◆ GOAL: Render the lines below as a Markdown table with the columns Row and Text, one line per row with its row number, skipping any blank lines.

◆ Raw records:
================================

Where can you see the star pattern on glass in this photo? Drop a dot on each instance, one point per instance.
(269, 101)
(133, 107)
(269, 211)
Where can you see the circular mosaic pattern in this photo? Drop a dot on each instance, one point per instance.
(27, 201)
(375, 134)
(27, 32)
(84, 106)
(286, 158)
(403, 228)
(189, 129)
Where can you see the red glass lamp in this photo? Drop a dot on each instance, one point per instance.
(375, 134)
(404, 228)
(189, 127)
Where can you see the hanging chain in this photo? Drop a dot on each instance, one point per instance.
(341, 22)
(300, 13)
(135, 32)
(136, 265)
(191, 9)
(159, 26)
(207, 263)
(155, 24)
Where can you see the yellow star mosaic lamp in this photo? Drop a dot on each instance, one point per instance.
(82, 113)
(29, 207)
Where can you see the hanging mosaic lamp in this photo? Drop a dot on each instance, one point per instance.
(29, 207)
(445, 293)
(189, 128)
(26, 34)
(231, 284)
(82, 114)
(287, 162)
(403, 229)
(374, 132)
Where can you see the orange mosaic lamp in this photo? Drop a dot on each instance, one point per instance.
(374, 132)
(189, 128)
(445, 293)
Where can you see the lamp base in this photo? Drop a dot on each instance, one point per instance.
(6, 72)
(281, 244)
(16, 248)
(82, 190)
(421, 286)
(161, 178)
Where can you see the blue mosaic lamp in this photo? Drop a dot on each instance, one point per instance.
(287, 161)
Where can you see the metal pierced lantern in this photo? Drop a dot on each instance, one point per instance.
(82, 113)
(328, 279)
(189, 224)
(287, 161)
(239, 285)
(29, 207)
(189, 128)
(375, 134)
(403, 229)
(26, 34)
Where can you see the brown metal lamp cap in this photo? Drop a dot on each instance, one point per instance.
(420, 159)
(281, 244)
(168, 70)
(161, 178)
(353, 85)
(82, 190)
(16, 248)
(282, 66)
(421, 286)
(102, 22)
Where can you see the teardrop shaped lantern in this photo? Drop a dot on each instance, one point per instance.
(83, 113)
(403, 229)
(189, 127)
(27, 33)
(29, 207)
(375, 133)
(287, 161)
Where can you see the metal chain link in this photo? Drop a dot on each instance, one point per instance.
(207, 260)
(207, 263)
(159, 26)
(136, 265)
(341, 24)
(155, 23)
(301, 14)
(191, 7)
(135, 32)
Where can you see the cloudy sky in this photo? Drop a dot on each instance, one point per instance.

================================

◆ FINAL ANSWER:
| Row | Text |
|---|---|
| 1 | Where can you see the star pattern on glass in this photo? Drop a dot on each instance, one point per instance. |
| 2 | (269, 101) |
| 3 | (133, 107) |
| 4 | (269, 211) |
| 5 | Where can you see the circular mosaic pattern in this photo? Drop a dot on each instance, one point per instance. |
| 6 | (27, 201) |
| 7 | (375, 134) |
| 8 | (27, 32) |
| 9 | (84, 106) |
| 10 | (286, 158) |
| 11 | (403, 228) |
| 12 | (189, 129) |
| 13 | Where can you see the red glass lamp in this photo? Drop a dot on each instance, one point per instance. |
| 14 | (375, 134) |
| 15 | (404, 228) |
| 16 | (189, 127) |
| 17 | Where can you see the hanging chain in this photo? Drop a dot on each instance, one point per instance. |
| 18 | (341, 22) |
| 19 | (300, 13) |
| 20 | (135, 32) |
| 21 | (136, 265) |
| 22 | (191, 9) |
| 23 | (159, 26) |
| 24 | (207, 263) |
| 25 | (155, 24) |
| 26 | Where can you see the yellow star mosaic lamp in this photo? Drop a dot on each instance, one point per instance. |
| 27 | (82, 113) |
| 28 | (29, 207) |
| 29 | Where can you see the hanging mosaic lamp in this photo? Drop a dot on each instance, one point per instance. |
| 30 | (29, 207) |
| 31 | (445, 293) |
| 32 | (189, 128) |
| 33 | (26, 34) |
| 34 | (231, 284) |
| 35 | (82, 114) |
| 36 | (287, 162) |
| 37 | (403, 229) |
| 38 | (374, 132) |
| 39 | Where can you see the orange mosaic lamp in this photo? Drop a dot on each instance, one point per instance. |
| 40 | (374, 132) |
| 41 | (189, 128) |
| 42 | (445, 293) |
| 43 | Where can you see the lamp base in this photo? Drop a dot on each instance, one point per instance. |
| 44 | (6, 72) |
| 45 | (281, 244) |
| 46 | (16, 248) |
| 47 | (82, 190) |
| 48 | (421, 286) |
| 49 | (161, 178) |
| 50 | Where can you see the blue mosaic lamp in this photo? Drop a dot on each instance, one point per instance. |
| 51 | (287, 161) |
| 52 | Where can you see the metal pierced lantern in this photo? Drop a dot on each instance, one point per instance. |
| 53 | (82, 113) |
| 54 | (328, 279) |
| 55 | (189, 224) |
| 56 | (287, 161) |
| 57 | (239, 285) |
| 58 | (29, 207) |
| 59 | (189, 128) |
| 60 | (375, 134) |
| 61 | (403, 229) |
| 62 | (26, 34) |
| 63 | Where can you see the brown metal lamp cap in this photo? Drop a dot on each instance, one point per instance. |
| 64 | (420, 159) |
| 65 | (281, 244) |
| 66 | (168, 70) |
| 67 | (161, 178) |
| 68 | (353, 85) |
| 69 | (82, 190) |
| 70 | (16, 248) |
| 71 | (282, 66) |
| 72 | (421, 286) |
| 73 | (102, 22) |
| 74 | Where can you see the teardrop shaped lantern in this photo? Drop a dot on each instance, one point per instance. |
| 75 | (83, 113) |
| 76 | (403, 229) |
| 77 | (189, 127) |
| 78 | (27, 33) |
| 79 | (29, 207) |
| 80 | (375, 133) |
| 81 | (287, 161) |
| 82 | Where can you see the metal chain link in this photo? Drop a dot on each instance, one point per instance. |
| 83 | (207, 260) |
| 84 | (207, 263) |
| 85 | (159, 26) |
| 86 | (136, 265) |
| 87 | (341, 24) |
| 88 | (155, 23) |
| 89 | (301, 14) |
| 90 | (191, 7) |
| 91 | (135, 32) |
| 92 | Where can you see the cloudy sky in this photo? Drop a dot on each instance, one point per instance. |